▶ [Exercise prompt] Copy all of the material word for word, except for the pictures.

▶ [Exercise data]
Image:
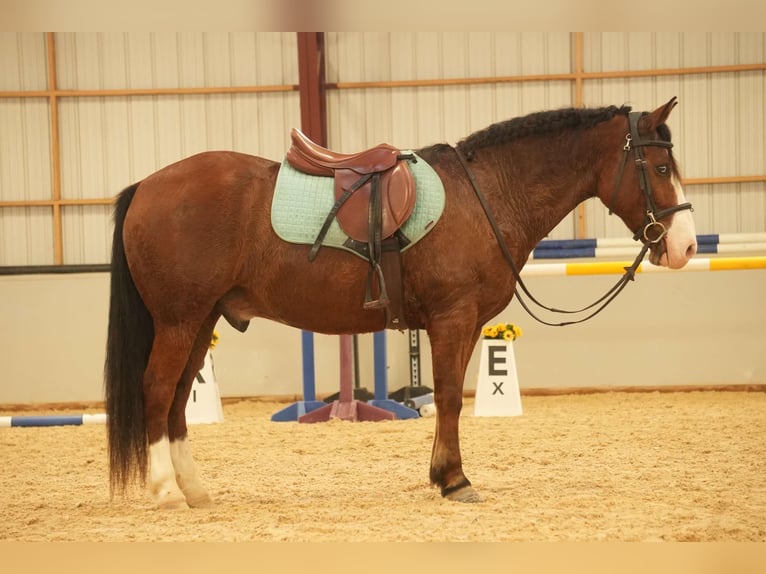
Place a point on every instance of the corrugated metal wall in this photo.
(108, 141)
(718, 127)
(25, 164)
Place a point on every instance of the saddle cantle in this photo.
(374, 194)
(354, 175)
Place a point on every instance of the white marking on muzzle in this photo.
(681, 240)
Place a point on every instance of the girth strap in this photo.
(334, 211)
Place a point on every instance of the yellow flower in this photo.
(502, 331)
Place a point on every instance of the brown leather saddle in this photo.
(374, 194)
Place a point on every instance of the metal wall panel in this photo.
(413, 117)
(108, 143)
(25, 163)
(112, 60)
(718, 127)
(616, 51)
(400, 56)
(26, 236)
(23, 61)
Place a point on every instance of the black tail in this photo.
(129, 342)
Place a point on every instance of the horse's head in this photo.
(646, 192)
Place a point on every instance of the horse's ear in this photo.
(658, 117)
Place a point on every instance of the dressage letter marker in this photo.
(204, 404)
(497, 388)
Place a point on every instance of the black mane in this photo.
(538, 123)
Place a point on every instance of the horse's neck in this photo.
(538, 195)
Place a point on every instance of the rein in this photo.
(632, 141)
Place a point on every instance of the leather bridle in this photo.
(651, 232)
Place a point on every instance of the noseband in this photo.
(650, 227)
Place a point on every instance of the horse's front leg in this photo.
(452, 342)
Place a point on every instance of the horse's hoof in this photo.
(465, 494)
(200, 500)
(171, 501)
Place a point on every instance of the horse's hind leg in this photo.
(167, 362)
(187, 475)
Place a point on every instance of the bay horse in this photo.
(193, 242)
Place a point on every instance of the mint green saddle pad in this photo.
(301, 204)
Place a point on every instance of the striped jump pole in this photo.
(53, 420)
(618, 267)
(710, 244)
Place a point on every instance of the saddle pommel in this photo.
(309, 157)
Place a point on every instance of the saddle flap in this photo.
(397, 188)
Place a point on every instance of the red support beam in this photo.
(312, 86)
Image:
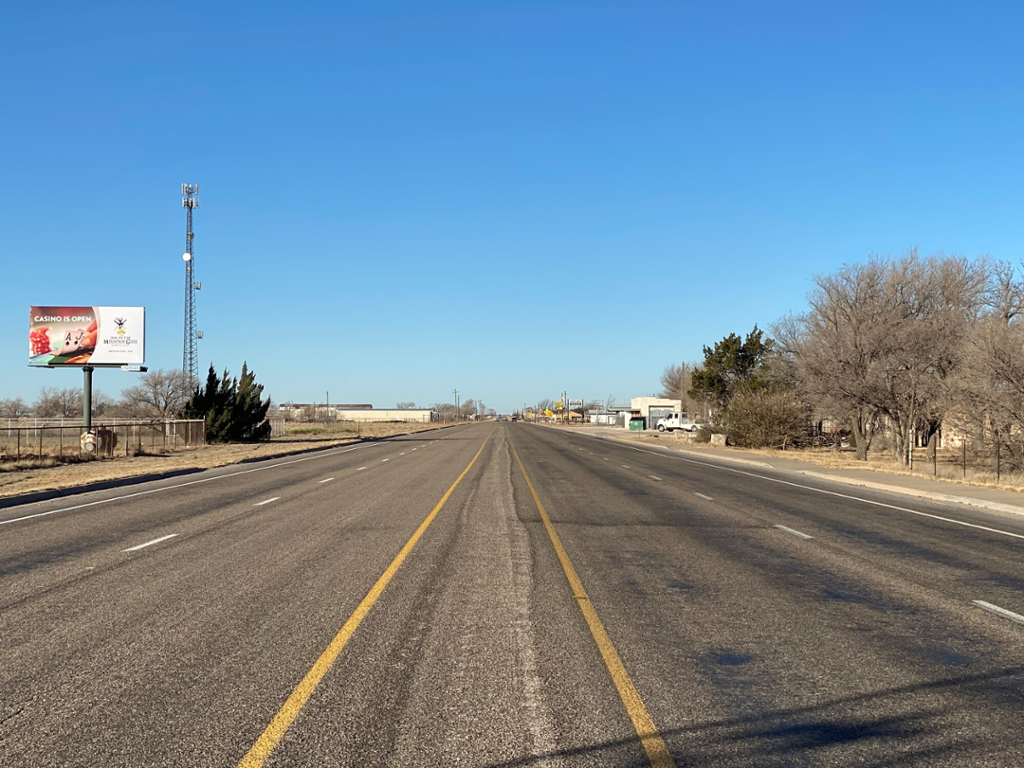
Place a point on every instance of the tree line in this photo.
(896, 348)
(232, 407)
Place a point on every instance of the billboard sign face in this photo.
(86, 335)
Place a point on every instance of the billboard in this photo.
(86, 335)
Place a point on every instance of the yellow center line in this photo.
(271, 736)
(653, 744)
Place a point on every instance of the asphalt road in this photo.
(507, 595)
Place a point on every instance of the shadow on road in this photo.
(904, 732)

▶ [Answer to this problem]
Image:
Place a point on every instance of the corrugated metal wall in this photo.
(108, 141)
(718, 127)
(25, 164)
Place a point on every instance of the saddle cantle in this photo.
(374, 194)
(354, 175)
Place a point on every instance of the white marking on muzzle in this photo.
(681, 240)
Place a point on every instance of the girth strap in this photo.
(334, 211)
Place a point on every instance of the yellow flower in this photo.
(502, 331)
Place a point on every instance of the brown leather saddle in this photo.
(374, 194)
Place a point on every instance of the metal wall panel in this photo.
(413, 117)
(108, 143)
(25, 163)
(112, 60)
(718, 127)
(616, 51)
(400, 56)
(26, 236)
(23, 61)
Place a point on every instance of the black tail in this photo.
(129, 342)
Place a point on every instance of the horse's head in this photo.
(646, 192)
Place a point on every instance of the horse's ear in this photo.
(658, 117)
Place a point on every instance of the dressage letter marker in this photo.
(204, 404)
(497, 388)
Place a point on every instance of the black mane in this photo.
(538, 123)
Place a point on every instance of the horse's neck in this photo.
(538, 195)
Place a point on every instance of the rein in this photo.
(632, 141)
Place a point on every instance of the leather bridle in this photo.
(651, 232)
Place a point on every instance of the noseband in this photo.
(650, 227)
Place a point on every instance of the horse's front leg in this photo.
(452, 342)
Place a point on every instance of the horse's hoof in this photo.
(465, 494)
(200, 500)
(171, 501)
Place a point on every instance of the horse's hind leg in this photo.
(167, 362)
(187, 475)
Place a point on every instance of the bay horse in this photo.
(193, 242)
Place a point on every instance of the mint green saddle pad in this photo.
(301, 204)
Place a point on every instance of the striped jump pole in this photo.
(53, 420)
(618, 267)
(710, 244)
Place a point on every instance of the saddle pommel in this photo.
(309, 157)
Place a point on every instance of the saddle flap in this photo.
(397, 188)
Place a point on every instance of the red support beam in this photo.
(312, 86)
Image:
Place a point on every instance of the tree line in this photo.
(896, 348)
(232, 407)
Place a point on every instance of the billboard sign face in this photo.
(86, 335)
Place a point on every instance of the billboard in this photo.
(86, 335)
Place a point on every instance of the yellow center line in this photo.
(271, 736)
(653, 744)
Place a point on every instance of the asphalt road in this photo.
(507, 595)
Place a point on every instance of the shadow on road in this photo.
(904, 732)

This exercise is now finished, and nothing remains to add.